**Extrait du texte:**
■ ■ ■ ■
Comme je l’ai dit au début de mon propos, c’était un lundi matin, et quelle que fût l’ampleur de mon choc il fallait bien que j’aille déposer mes filles à l’école, donc Sébastien est retourné chez lui avec sa colère. Je suis rentrée à la maison environ 30 minutes plus tard. A peine étais-je entrée que sa maman a débarqué sous prétexte de ranger un récipient de je ne sais quoi dans notre congélateur. Le geste en lui-même n’est pas inhabituel, en bons voisins on se rend service. Sauf qu’en général c’est un de ses enfants qui fait ce genre de commission. J’ai compris qu’elle cherchait juste un prétexte pour me parler.

La voilà donc qui engage la conversation et commence à se justifier alors que je ne lui ai rien demandé : « vraiment ma fille tout ça est né d’un malentendu, ce n’est pas ce qu’on t’a raconté là. La vérité c’est que Sébastien est rentré du travail un jour et il a simplement vu Eric en pleine conversation avec Ariel alors que celle-ci s’épongeait au sortir bu bain (comme si ça c’est normal !). La porte de la chambre était ouverte, ils ne faisaient que parler, mais Sébastien l’a mal pris. Tu sais, mes sœurs et moi quand nous étions enfants on s’habillait devant nos frères sans souci, on était en famille, rien ne pouvait se passer ». Je l’écoutais ébahie en me disant intérieurement, mais si tu crois sincèrement que c’est un malentendu, pourquoi tu as pris la peine de venir jusque chez moi pour me le dire ? Pourquoi tu tiens à te justifier ? Et puis j’avoue que je ne comprenais pas son raisonnement. Une maman qui estime que des adolescents de sexe différent peuvent se pavaner tous nus les uns devant les autres! Est-ce moi qui suis trop prude? Cela se fait-il naturellement dans d’autres familles?

Ce qui m’a achevée c’est la suite de son film fantastique : « Je te dis que quand Sébastien est venu les dénoncer, même comme son frère et sa sœur m’ont donné leur version des faits,  j’ai d’abord directement pris une voiture pour le village. Je suis entrée dans plus de cinq maisons (de marabouts) et on m’a dit qu’il n’y avait rien de tel dans ma famille, je te jure. » Elle m’aurait giflée que je n’aurais pas été aussi stupéfaite et indignée. Non mais franchement, tu apprends que tes gamins se chevauchent et au lieu d’essayer de faire face au problème tu préfères aller chez des marabouts dans ton village ? WTF !!! J’avais la chair de poule et mes glandes lacrymales me démangeaient. J’en avais assez entendu. J’ai fait mine de gober son histoire, je lui ai donné 2 ou 3 conseils sans conviction et je l’ai subtilement invitée à partir.
■ ■ ■ ■
**Données fournies:**

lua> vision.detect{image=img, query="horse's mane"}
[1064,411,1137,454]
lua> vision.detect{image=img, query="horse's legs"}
■ ■ ■ ■
**Consignes de l'exercice:**
1. Résumez l'extrait en deux phrases.
2. Reprenez le passage de l'extrait qui commence par « Ce qui m’a achevée » et se termine par « invitée à partir. », en changeant « marabouts » en « guérisseurs ».
3. D'après l'extrait, pourquoi la personne qui raconte comprend-elle que la mère de Sébastien cherchait un prétexte pour lui parler ? Répondez en une ou deux phrases.
La liste constitue un matériau à part, distinct de l'extrait.

**Réponses dans l'ordre:**
1. Un lundi matin, la mère de Sébastien se présente sous un prétexte et affirme que tout est né d'un malentendu : Sébastien aurait seulement vu Eric parler avec Ariel pendant qu'elle s'épongeait au sortir du bain. Elle raconte ensuite être allée consulter des marabouts au village, ce qui indigne la personne qui l'écoute, laquelle fait mine de la croire puis l'invite subtilement à partir.

2.
Ce qui m’a achevée c’est la suite de son film fantastique : « Je te dis que quand Sébastien est venu les dénoncer, même comme son frère et sa sœur m’ont donné leur version des faits,  j’ai d’abord directement pris une voiture pour le village. Je suis entrée dans plus de cinq maisons (de guérisseurs) et on m’a dit qu’il n’y avait rien de tel dans ma famille, je te jure. » Elle m’aurait giflée que je n’aurais pas été aussi stupéfaite et indignée. Non mais franchement, tu apprends que tes gamins se chevauchent et au lieu d’essayer de faire face au problème tu préfères aller chez des guérisseurs dans ton village ? WTF !!! J’avais la chair de poule et mes glandes lacrymales me démangeaient. J’en avais assez entendu. J’ai fait mine de gober son histoire, je lui ai donné 2 ou 3 conseils sans conviction et je l’ai subtilement invitée à partir.

3. Ranger un récipient dans le congélateur des voisins n'a rien d'inhabituel, mais c'est en général un des enfants de cette mère qui fait ce genre de commission. Or c'est elle qui vient en personne, à peine la personne qui raconte est-elle rentrée.